University of Richmond
Virginia Secession Convention

Introduction

This publication brings together for the first time reports of proceedings of the first session of the Virginia State Convention of 1861—the momentous session which brought about the withdrawal of Virginia from the Federal Union, and the adherence of Virginia to the Confederacy.

The proceedings published here are those of sittings of the Convention from the time it assembled onFebruary 13 until its adjournment on May 1, as they were published in the Richmond Enquirer, official reporter of the Convention. The Convention sat again from June 12 through July 1, and from November 13 through December 6, in what the Convention Journal calls the Adjourned Session and the Second Adjourned Session. Proceedings of those sessions also were published in the Enquirer, but their bulk, and their relative unimportance, have made it advisable to exclude them from the present publication.

This introduction aims only to give a summary account of the legislative and executive actions which brought the Convention of 1861 into being, to comment briefly on the arrangements for reporting its proceedings, and to explain the manner in which the reports of proceedings have been assembled and made ready for publication. The reader will find in Henry T. Shanks, The Secession Movement in Virginia, 1847-1861, a discussion of the circumstances which led to the calling of the Convention and a detailed account of the actions of the Convention in its session of February-May 1861.

Information provided:
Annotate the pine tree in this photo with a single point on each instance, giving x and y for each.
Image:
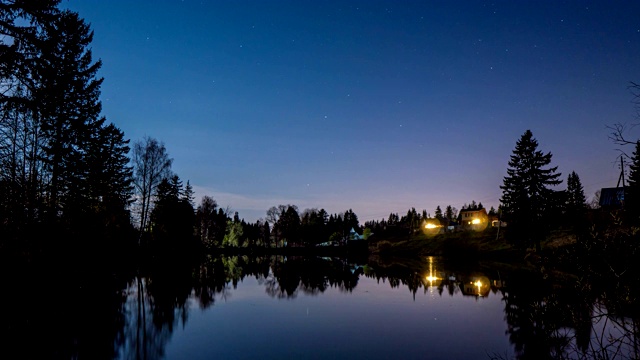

Problems and tasks:
1. According to the Virginia Secession Convention introduction, which newspaper served as the official reporter of the Convention?
2. In the Virginia Secession Convention introduction, rewrite the paragraph beginning "The proceedings published here" as a short bulleted list that keeps its main facts.
3. Retype the Virginia Secession Convention introduction from "This publication brings" up to and including "to the Confederacy.".

In response:
1. The Richmond Enquirer.

2.
- The proceedings included are those of the Convention's sittings from February 13, when it assembled, to its adjournment on May 1, as published in the Richmond Enquirer, the Convention's official reporter.
- The Convention also sat from June 12 through July 1 (the Adjourned Session) and from November 13 through December 6 (the Second Adjourned Session).
- The Enquirer published those later proceedings too, but they are left out of this publication because of their bulk and relative unimportance.

3.
This publication brings together for the first time reports of proceedings of the first session of the Virginia State Convention of 1861—the momentous session which brought about the withdrawal of Virginia from the Federal Union, and the adherence of Virginia to the Confederacy.